**Requirement:** Rewrite all of the following items with every "negative clicks" swapped for "background clicks" and everything else left as is. Omit the pictures from your answer.

**Data records:**

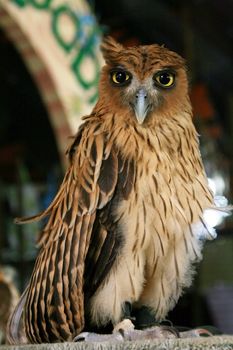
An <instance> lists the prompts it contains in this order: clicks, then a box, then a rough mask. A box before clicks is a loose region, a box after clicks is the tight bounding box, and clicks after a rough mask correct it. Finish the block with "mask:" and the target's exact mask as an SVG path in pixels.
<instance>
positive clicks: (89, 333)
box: [73, 332, 124, 342]
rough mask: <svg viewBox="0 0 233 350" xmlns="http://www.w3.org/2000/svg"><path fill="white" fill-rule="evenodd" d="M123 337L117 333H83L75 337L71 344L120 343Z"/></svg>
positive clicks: (122, 339) (88, 332) (83, 332)
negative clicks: (102, 333) (77, 343)
mask: <svg viewBox="0 0 233 350" xmlns="http://www.w3.org/2000/svg"><path fill="white" fill-rule="evenodd" d="M122 340H124V338H123V336H122V335H121V334H120V333H119V332H118V333H114V334H97V333H89V332H83V333H80V334H79V335H77V336H76V337H75V338H74V339H73V342H103V341H122Z"/></svg>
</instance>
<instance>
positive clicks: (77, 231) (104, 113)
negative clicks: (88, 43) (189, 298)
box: [9, 37, 223, 343]
mask: <svg viewBox="0 0 233 350" xmlns="http://www.w3.org/2000/svg"><path fill="white" fill-rule="evenodd" d="M102 52H103V56H104V59H105V62H106V64H105V66H104V67H103V69H102V72H101V77H100V82H99V100H98V102H97V103H96V106H95V107H94V109H93V111H92V112H91V114H90V115H88V116H85V117H84V118H83V123H82V125H81V126H80V128H79V130H78V132H77V134H76V136H75V138H74V139H73V141H72V144H71V146H70V148H69V150H68V157H69V167H68V170H67V172H66V174H65V177H64V180H63V182H62V184H61V186H60V189H59V190H58V193H57V195H56V196H55V198H54V200H53V201H52V203H51V204H50V206H49V207H48V208H47V209H46V210H45V211H44V212H42V213H41V214H39V215H37V216H35V217H33V218H29V219H22V220H21V221H20V222H30V221H32V220H39V219H42V218H44V217H46V216H48V221H47V224H46V225H45V227H44V229H43V231H42V232H41V235H40V239H39V247H40V251H39V254H38V257H37V260H36V263H35V267H34V270H33V273H32V276H31V279H30V282H29V285H28V287H27V289H26V291H25V292H24V294H23V296H22V298H21V301H20V303H19V306H18V308H16V310H15V312H14V314H13V316H12V319H11V322H10V325H9V339H10V340H11V342H12V343H14V342H17V339H18V329H17V322H16V321H15V320H16V318H17V319H19V315H21V314H22V313H23V314H24V326H25V334H26V337H27V339H28V342H30V343H43V342H59V341H69V340H72V339H73V338H74V337H75V336H77V335H78V334H80V332H82V331H83V330H89V329H101V328H104V327H107V326H108V325H110V326H111V327H112V328H113V331H117V330H118V329H119V325H121V323H122V322H124V321H123V320H128V321H129V322H128V324H129V325H130V326H129V327H131V326H132V328H133V327H134V326H136V328H140V327H141V326H142V325H140V319H142V317H141V314H142V313H144V314H145V313H148V315H150V319H151V318H152V319H153V320H154V322H161V321H162V320H163V319H164V318H165V317H166V315H167V313H168V312H169V310H171V309H172V308H173V307H174V306H175V304H176V303H177V301H178V299H179V297H180V295H181V293H182V291H183V289H184V288H185V287H188V286H190V284H191V281H192V277H193V271H194V268H193V264H194V263H195V262H197V261H199V260H200V259H201V256H202V255H201V248H202V245H203V240H204V239H213V238H214V237H215V235H216V233H215V231H214V229H213V228H212V227H211V226H210V225H209V224H208V222H207V221H206V219H205V213H206V211H211V210H212V211H214V210H217V209H218V206H217V204H216V203H215V200H214V197H213V194H212V192H211V190H210V189H209V187H208V182H207V177H206V174H205V171H204V168H203V164H202V160H201V156H200V151H199V142H198V136H197V132H196V130H195V128H194V125H193V122H192V108H191V105H190V100H189V95H188V81H187V74H186V68H185V62H184V60H183V58H181V57H180V56H179V55H178V54H177V53H175V52H172V51H170V50H168V49H167V48H165V47H163V46H159V45H156V44H155V45H149V46H138V47H129V48H127V47H123V46H122V45H121V44H119V43H117V42H116V41H114V40H113V39H112V38H109V37H108V38H106V39H105V40H104V42H103V44H102ZM219 210H223V208H219ZM16 315H17V317H16ZM150 324H151V323H150ZM144 326H145V325H144Z"/></svg>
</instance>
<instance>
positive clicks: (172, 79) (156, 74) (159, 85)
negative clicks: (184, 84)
mask: <svg viewBox="0 0 233 350" xmlns="http://www.w3.org/2000/svg"><path fill="white" fill-rule="evenodd" d="M154 82H155V84H156V85H157V86H158V87H161V88H170V87H172V86H173V85H174V82H175V74H174V73H173V72H170V71H163V72H158V73H156V74H155V75H154Z"/></svg>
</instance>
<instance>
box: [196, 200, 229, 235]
mask: <svg viewBox="0 0 233 350" xmlns="http://www.w3.org/2000/svg"><path fill="white" fill-rule="evenodd" d="M214 204H215V207H214V208H208V209H205V210H204V213H203V220H202V221H199V222H198V223H195V224H193V225H192V229H193V233H194V234H195V236H196V237H197V238H198V239H199V240H213V239H215V238H216V237H217V232H216V230H215V226H218V225H220V224H221V222H222V221H223V219H224V218H225V217H226V216H228V215H230V214H231V213H230V210H232V207H230V206H228V200H227V198H226V197H224V196H215V197H214Z"/></svg>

**Task answer:**
An <instance> lists the prompts it contains in this order: clicks, then a box, then a rough mask. A box before clicks is a loose region, a box after clicks is the tight bounding box, and clicks after a rough mask correct it. Finish the block with "mask:" and the target's exact mask as an SVG path in pixels.
<instance>
positive clicks: (89, 333)
box: [73, 332, 124, 342]
rough mask: <svg viewBox="0 0 233 350" xmlns="http://www.w3.org/2000/svg"><path fill="white" fill-rule="evenodd" d="M123 337L117 333H83L75 337L71 344L120 343Z"/></svg>
positive clicks: (122, 339) (88, 332) (83, 332)
background clicks: (102, 333) (77, 343)
mask: <svg viewBox="0 0 233 350" xmlns="http://www.w3.org/2000/svg"><path fill="white" fill-rule="evenodd" d="M122 340H124V338H123V336H122V335H121V334H120V333H119V332H118V333H114V334H97V333H89V332H83V333H80V334H79V335H77V336H76V337H75V338H74V339H73V342H103V341H122Z"/></svg>
</instance>
<instance>
positive clicks: (77, 231) (104, 113)
background clicks: (88, 43) (189, 298)
box: [9, 37, 223, 343]
mask: <svg viewBox="0 0 233 350" xmlns="http://www.w3.org/2000/svg"><path fill="white" fill-rule="evenodd" d="M102 52H103V56H104V59H105V62H106V64H105V66H104V67H103V69H102V72H101V77H100V82H99V100H98V102H97V103H96V106H95V107H94V109H93V111H92V112H91V114H90V115H88V116H85V117H84V118H83V123H82V125H81V126H80V128H79V130H78V132H77V134H76V136H75V138H74V139H73V141H72V144H71V146H70V148H69V150H68V157H69V167H68V170H67V172H66V174H65V177H64V180H63V182H62V184H61V186H60V189H59V190H58V193H57V195H56V196H55V198H54V200H53V201H52V203H51V204H50V206H49V207H48V208H47V209H46V210H45V211H44V212H42V213H41V214H39V215H37V216H35V217H33V218H29V219H22V220H21V221H20V222H30V221H32V220H39V219H42V218H44V217H46V216H48V221H47V224H46V225H45V227H44V229H43V231H42V232H41V235H40V239H39V247H40V251H39V254H38V257H37V260H36V263H35V267H34V270H33V273H32V276H31V279H30V282H29V285H28V287H27V289H26V291H25V292H24V294H23V296H22V298H21V301H20V303H19V306H18V308H16V310H15V312H14V314H13V316H12V319H11V322H10V325H9V339H10V340H11V342H12V343H14V342H17V339H18V329H17V322H16V321H15V320H16V318H17V319H19V315H21V314H22V313H23V314H24V326H25V334H26V337H27V339H28V342H30V343H43V342H59V341H69V340H72V339H73V338H74V337H75V336H77V335H78V334H80V332H82V331H83V330H89V329H101V328H104V327H107V326H108V325H110V326H111V327H112V328H113V331H117V330H118V329H119V325H121V323H122V322H124V321H123V320H128V321H129V322H128V324H129V325H130V326H129V327H131V326H132V328H133V327H134V326H136V328H140V327H141V326H142V325H140V319H142V317H141V314H142V313H144V314H145V313H148V315H150V319H151V318H152V319H153V320H154V322H161V321H162V320H163V319H164V318H165V317H166V315H167V313H168V312H169V310H171V309H172V308H173V307H174V306H175V304H176V303H177V301H178V299H179V297H180V295H181V293H182V291H183V289H184V288H185V287H188V286H190V284H191V281H192V277H193V271H194V268H193V264H194V263H195V262H197V261H199V260H200V259H201V256H202V255H201V248H202V245H203V240H204V239H213V238H214V237H215V235H216V233H215V231H214V229H213V228H212V227H211V226H210V225H209V224H208V222H207V221H206V219H205V213H206V211H211V210H212V211H214V210H217V209H218V206H217V204H216V203H215V200H214V197H213V194H212V192H211V190H210V189H209V187H208V182H207V177H206V174H205V171H204V168H203V164H202V160H201V156H200V151H199V142H198V136H197V132H196V130H195V128H194V125H193V122H192V108H191V105H190V100H189V95H188V81H187V74H186V68H185V62H184V60H183V58H181V57H180V56H179V55H178V54H177V53H175V52H172V51H170V50H168V49H167V48H165V47H163V46H159V45H156V44H155V45H149V46H138V47H129V48H127V47H123V46H122V45H121V44H119V43H117V42H116V41H114V40H113V39H112V38H109V37H108V38H106V39H105V40H104V42H103V44H102ZM219 210H223V208H219ZM16 315H17V317H16ZM150 324H151V323H150ZM144 326H145V325H144Z"/></svg>
</instance>
<instance>
positive clicks: (172, 79) (156, 74) (159, 85)
background clicks: (184, 84)
mask: <svg viewBox="0 0 233 350" xmlns="http://www.w3.org/2000/svg"><path fill="white" fill-rule="evenodd" d="M154 82H155V84H156V85H157V86H158V87H161V88H170V87H172V86H173V85H174V82H175V74H174V73H173V72H170V71H163V72H158V73H156V74H155V75H154Z"/></svg>
</instance>
<instance>
box: [196, 200, 229, 235]
mask: <svg viewBox="0 0 233 350" xmlns="http://www.w3.org/2000/svg"><path fill="white" fill-rule="evenodd" d="M214 204H215V207H214V208H208V209H205V210H204V213H203V220H202V221H199V222H198V223H195V224H193V225H192V229H193V233H194V234H195V236H196V237H197V238H198V239H199V240H213V239H215V238H216V237H217V232H216V230H215V226H218V225H220V224H221V222H222V221H223V219H224V218H225V217H226V216H228V215H230V214H231V213H230V210H232V207H230V206H228V200H227V198H226V197H224V196H215V197H214Z"/></svg>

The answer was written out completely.